■ **INPUT MATERIAL**
——

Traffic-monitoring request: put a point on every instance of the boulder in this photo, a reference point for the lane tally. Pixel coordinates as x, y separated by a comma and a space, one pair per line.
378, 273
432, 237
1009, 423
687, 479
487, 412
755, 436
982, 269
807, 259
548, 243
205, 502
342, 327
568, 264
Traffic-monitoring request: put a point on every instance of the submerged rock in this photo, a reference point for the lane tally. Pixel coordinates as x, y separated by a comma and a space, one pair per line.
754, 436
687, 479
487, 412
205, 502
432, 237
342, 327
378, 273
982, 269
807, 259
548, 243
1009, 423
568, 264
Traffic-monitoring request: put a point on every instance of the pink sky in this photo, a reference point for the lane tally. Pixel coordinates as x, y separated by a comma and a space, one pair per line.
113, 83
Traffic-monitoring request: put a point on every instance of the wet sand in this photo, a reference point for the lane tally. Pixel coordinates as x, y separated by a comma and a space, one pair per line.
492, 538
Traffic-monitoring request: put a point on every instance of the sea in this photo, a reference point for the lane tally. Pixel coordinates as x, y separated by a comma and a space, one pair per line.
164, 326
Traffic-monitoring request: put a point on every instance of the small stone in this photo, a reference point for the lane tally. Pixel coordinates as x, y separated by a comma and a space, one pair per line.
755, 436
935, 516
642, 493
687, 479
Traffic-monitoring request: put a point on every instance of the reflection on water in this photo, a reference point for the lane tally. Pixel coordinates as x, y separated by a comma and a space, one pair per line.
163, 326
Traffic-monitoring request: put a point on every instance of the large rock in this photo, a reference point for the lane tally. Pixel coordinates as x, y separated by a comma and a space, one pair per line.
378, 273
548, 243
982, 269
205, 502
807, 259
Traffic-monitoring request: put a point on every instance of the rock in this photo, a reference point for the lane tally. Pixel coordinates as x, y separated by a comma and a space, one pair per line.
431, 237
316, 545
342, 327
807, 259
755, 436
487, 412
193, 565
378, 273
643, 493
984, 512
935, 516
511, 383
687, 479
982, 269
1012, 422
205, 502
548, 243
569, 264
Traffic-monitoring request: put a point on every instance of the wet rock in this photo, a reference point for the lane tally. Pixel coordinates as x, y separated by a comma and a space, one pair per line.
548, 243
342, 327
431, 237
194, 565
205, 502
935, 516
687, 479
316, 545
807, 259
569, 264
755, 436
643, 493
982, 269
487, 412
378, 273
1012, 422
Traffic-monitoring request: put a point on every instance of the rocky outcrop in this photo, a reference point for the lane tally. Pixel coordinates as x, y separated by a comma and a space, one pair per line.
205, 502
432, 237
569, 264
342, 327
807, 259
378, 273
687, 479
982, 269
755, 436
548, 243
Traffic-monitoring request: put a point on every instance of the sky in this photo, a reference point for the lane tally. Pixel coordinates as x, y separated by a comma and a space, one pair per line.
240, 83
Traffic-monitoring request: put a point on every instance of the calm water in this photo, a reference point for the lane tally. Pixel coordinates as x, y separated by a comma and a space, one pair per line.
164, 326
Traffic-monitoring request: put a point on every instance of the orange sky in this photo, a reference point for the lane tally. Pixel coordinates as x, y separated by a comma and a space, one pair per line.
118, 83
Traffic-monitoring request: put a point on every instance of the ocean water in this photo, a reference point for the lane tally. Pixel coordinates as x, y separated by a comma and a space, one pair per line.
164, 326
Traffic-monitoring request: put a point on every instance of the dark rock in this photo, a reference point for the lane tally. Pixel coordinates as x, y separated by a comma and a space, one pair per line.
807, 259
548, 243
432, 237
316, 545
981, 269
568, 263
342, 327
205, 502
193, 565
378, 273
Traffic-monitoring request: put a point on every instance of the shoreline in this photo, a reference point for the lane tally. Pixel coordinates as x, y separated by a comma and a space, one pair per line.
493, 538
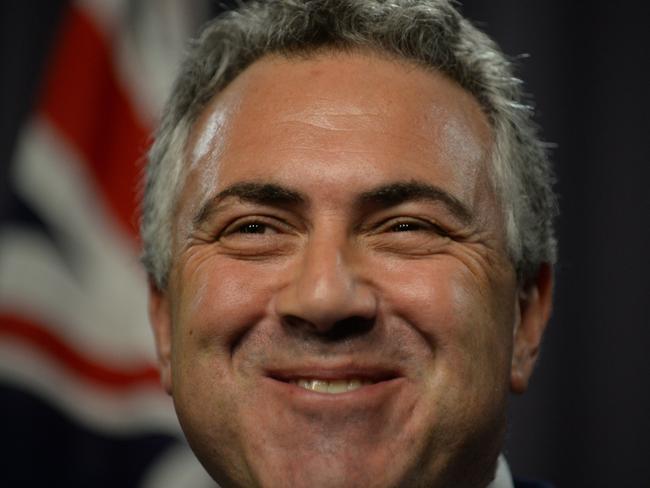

——

Hand back the data exactly as it appears, with all pictures cut.

Traffic-monitoring request: put a point on every instance of the boulder in this photo, a reference point for the lane tally. Pixel coordinates as x, y separated by a comma and a space, one pair per line.
378, 273
432, 237
1009, 423
687, 479
487, 412
755, 436
982, 269
807, 259
548, 243
205, 502
342, 327
568, 264
Traffic-monitoring request: put a point on every instance of the submerged rock in this photo, a reference point for the lane tally. Pixel coordinates as x, y separated by a comma and a space, one pair per line.
754, 436
687, 479
487, 412
205, 502
432, 237
342, 327
378, 273
982, 269
807, 259
548, 243
1009, 423
568, 264
Traffic-monitoring request: put a point on every instance of the pink sky in this photo, a reference point for the lane tally. Pixel coordinates as x, y separated by a comma and a space, one pair per line.
113, 83
Traffic-monitoring request: put a point on every instance of the wet sand in this photo, a reference point for the lane tally. Pixel coordinates as x, y separated by a comma and a space, one pair per line.
492, 538
Traffic-monitoring request: put a point on every instance of the sea in this photo, a reference point for the lane tally. Pixel coordinates as x, y separated by a comma and a space, one pair per line.
164, 326
Traffic-monitoring request: put a point on every instance of the small stone in this photo, a reference point for the lane tally. Pixel coordinates as x, y separated by a comma and a space, one pair per line.
755, 436
935, 516
642, 493
687, 479
Traffic-monitoring request: put a point on every instance of the reflection on water in this photo, a reference point for the lane tally. Pixel coordinates as x, y separated by a comma and a space, one pair per line.
163, 326
Traffic-monitoring request: put a point on every instance of the large rock in this photo, a reference point for the lane tally. Pixel coordinates as x, y separated by a comma and a space, one pair per line.
378, 273
548, 243
982, 269
205, 502
807, 259
Traffic-monitoring request: put a point on every instance of the rock in this photo, a reference point for the lane tally. Pixel coordinates as x, y separated by a comma and a space, one pair per line.
431, 237
316, 545
342, 327
807, 259
755, 436
487, 412
193, 565
378, 273
643, 493
984, 512
935, 516
511, 383
687, 479
982, 269
1012, 422
205, 502
548, 243
569, 264
Traffic-monitoring request: put a point on every instance of the wet rock in this photo, a reference point for the lane tally. Pixel coordinates as x, y separated by a comma and a space, one pair per line.
548, 243
342, 327
431, 237
194, 565
205, 502
935, 516
687, 479
316, 545
807, 259
569, 264
755, 436
643, 493
982, 269
487, 412
378, 273
1012, 422
Traffic-monitoring request: put a point on every instance of the rocky outcrop in this photo, a reference point for the lane tally. Pixel coordinates as x, y separated by a comma and a space, one pair per line.
205, 502
432, 237
569, 264
342, 327
807, 259
378, 273
687, 479
982, 269
755, 436
548, 243
Traffic-monitoring request: put a point on every instance of the sky in this photo, a reference point for the lane tally. Pixel coordinates as x, y separated by a comma and a space, one pair per line.
240, 83
Traffic-monitoring request: put a point on every instance of the calm water in this photo, a reference point for the lane tally. Pixel coordinates as x, y separated by a comma and a space, one pair per line.
164, 326
Traffic-monitoring request: put a point on every instance of the orange sky in this photo, a reference point for the lane tally. Pixel coordinates as x, y separated by a comma and a space, one pair per line.
118, 83
Traffic-monitoring request: put a point on every instance of the ocean water in this photo, a reference point for the lane tally. Pixel coordinates as x, y separated by a comma and a space, one pair per line.
164, 326
Traffic-monitoring request: put a point on every instance of the dark rock in this photo, a reference point for the lane tally. Pixel coordinates as x, y separated by a comma and a space, one pair per line.
807, 259
548, 243
432, 237
316, 545
981, 269
568, 263
342, 327
205, 502
193, 565
378, 273
Traffic-monitoring request: put a point on every instance of the shoreline in this photo, a reference point for the lane tally. Pixel coordinates as x, y separated by a comma and a space, one pair per line.
493, 538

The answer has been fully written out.